객체 위치에 관한 데이터셋 기록
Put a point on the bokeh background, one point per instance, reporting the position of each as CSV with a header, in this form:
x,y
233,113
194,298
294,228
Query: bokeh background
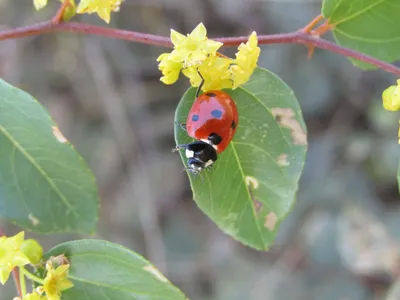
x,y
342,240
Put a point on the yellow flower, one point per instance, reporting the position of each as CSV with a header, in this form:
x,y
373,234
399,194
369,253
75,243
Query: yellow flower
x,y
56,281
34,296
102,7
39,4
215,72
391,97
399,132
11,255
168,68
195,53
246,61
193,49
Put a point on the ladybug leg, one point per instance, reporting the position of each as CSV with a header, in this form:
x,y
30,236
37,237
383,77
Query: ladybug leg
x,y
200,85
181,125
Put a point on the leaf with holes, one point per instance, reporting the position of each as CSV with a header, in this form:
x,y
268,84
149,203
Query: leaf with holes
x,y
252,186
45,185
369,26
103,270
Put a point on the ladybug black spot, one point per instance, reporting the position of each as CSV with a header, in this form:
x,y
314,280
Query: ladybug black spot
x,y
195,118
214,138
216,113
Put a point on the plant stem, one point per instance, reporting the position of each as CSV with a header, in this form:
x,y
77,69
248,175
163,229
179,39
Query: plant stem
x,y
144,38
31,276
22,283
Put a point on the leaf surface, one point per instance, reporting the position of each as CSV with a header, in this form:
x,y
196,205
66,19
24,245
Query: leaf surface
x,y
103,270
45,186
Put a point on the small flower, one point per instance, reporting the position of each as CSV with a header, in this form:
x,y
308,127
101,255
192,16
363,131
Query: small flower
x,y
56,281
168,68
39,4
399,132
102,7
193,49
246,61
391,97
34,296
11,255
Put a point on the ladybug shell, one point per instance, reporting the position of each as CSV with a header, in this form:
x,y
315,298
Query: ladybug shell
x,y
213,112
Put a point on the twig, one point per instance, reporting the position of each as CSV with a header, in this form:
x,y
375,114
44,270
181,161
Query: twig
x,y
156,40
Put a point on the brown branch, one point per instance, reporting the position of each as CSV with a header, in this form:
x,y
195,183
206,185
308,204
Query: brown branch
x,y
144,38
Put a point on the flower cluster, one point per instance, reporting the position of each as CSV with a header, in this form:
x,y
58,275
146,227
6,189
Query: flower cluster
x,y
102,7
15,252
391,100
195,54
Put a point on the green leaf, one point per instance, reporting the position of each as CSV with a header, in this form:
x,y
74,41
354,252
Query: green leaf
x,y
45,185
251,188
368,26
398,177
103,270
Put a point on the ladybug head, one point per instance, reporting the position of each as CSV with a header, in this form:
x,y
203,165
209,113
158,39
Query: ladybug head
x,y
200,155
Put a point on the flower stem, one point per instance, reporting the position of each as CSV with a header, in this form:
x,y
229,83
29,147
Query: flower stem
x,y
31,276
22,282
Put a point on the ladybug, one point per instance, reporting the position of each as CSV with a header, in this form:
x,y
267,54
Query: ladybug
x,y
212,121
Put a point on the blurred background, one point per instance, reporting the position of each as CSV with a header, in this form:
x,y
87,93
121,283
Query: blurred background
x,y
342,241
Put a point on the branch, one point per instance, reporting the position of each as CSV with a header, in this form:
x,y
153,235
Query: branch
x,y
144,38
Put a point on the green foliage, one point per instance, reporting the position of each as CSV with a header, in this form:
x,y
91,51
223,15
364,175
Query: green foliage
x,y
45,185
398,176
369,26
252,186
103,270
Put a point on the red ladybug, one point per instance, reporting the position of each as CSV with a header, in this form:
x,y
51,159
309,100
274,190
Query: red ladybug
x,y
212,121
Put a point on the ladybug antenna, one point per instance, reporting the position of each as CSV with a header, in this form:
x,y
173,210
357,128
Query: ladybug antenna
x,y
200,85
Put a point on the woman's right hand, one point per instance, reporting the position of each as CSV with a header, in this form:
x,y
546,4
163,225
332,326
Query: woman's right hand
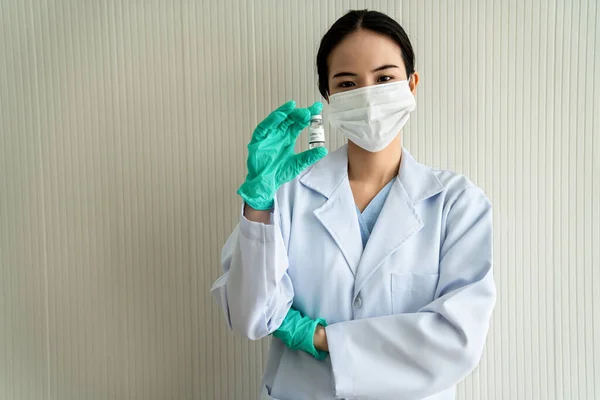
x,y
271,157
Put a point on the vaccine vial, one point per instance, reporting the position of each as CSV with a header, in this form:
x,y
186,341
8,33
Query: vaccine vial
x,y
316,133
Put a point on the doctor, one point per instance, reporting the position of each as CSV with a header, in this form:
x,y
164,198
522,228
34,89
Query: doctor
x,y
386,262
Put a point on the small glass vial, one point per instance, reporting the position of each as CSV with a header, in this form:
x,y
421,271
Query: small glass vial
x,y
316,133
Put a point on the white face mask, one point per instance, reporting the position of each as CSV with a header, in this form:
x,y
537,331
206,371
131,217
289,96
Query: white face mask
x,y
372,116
---
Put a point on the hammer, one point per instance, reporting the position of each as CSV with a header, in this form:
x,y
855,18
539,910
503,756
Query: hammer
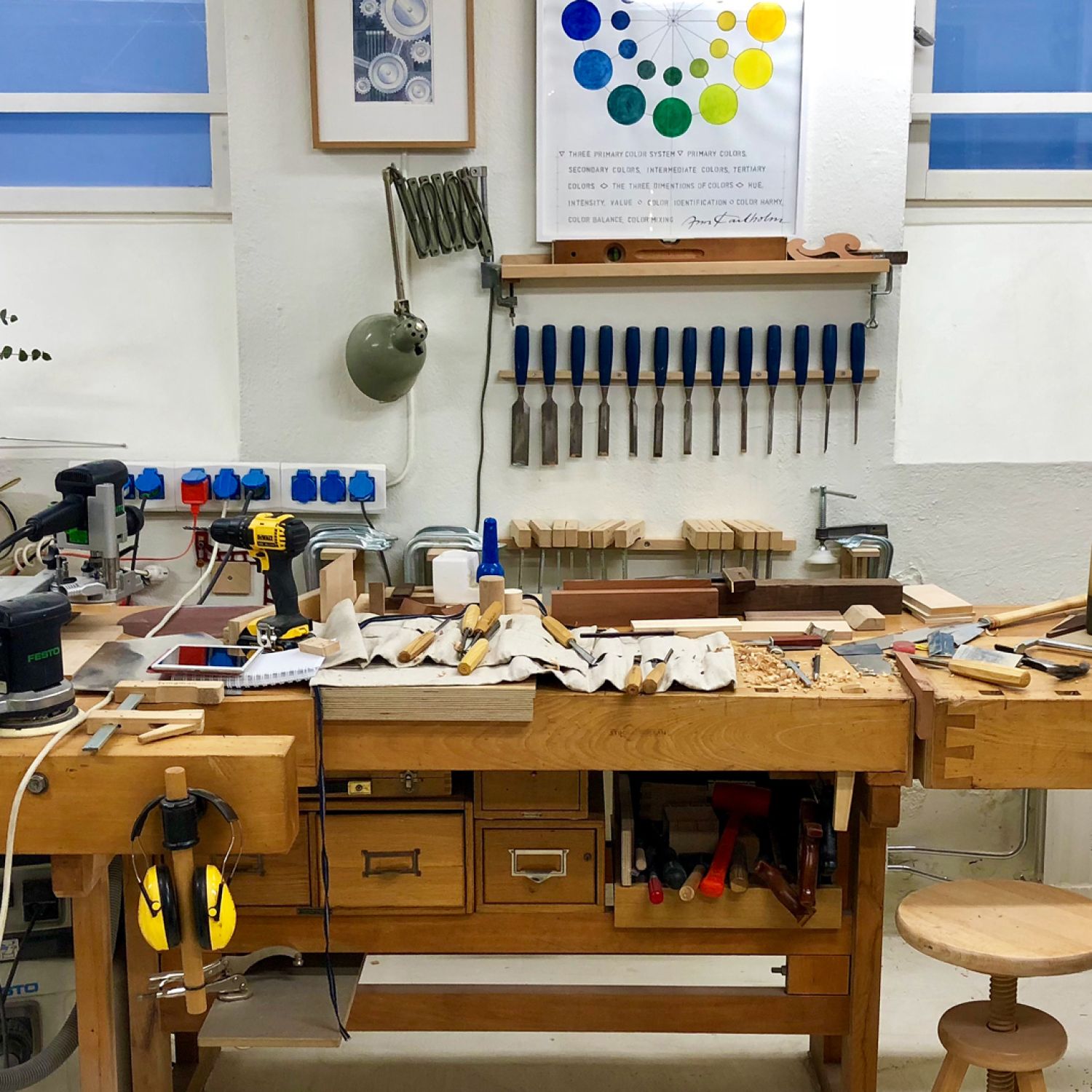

요구 사항 - 위 기록에서 "flower"라는 단어가 들어 있는 줄을 빠짐없이 모아 그대로 옮겨 적으십시오.

서면 답변 -
Put a point on the yellow flower, one point per instance, reporting the position of each as CSV with a header, in this form:
Query: yellow flower
Put a point on the small flower, one point per instance, reporting the position of each as CSV with a header, in this form:
Query: small flower
Put a point on the flower cluster, one point per instance, reporting the position of each as CSV with a header, in this form:
Query: flower cluster
Put a point on the flower stem, one point per instance, reporting the position of each as CSV with a header, in this form:
Query: flower stem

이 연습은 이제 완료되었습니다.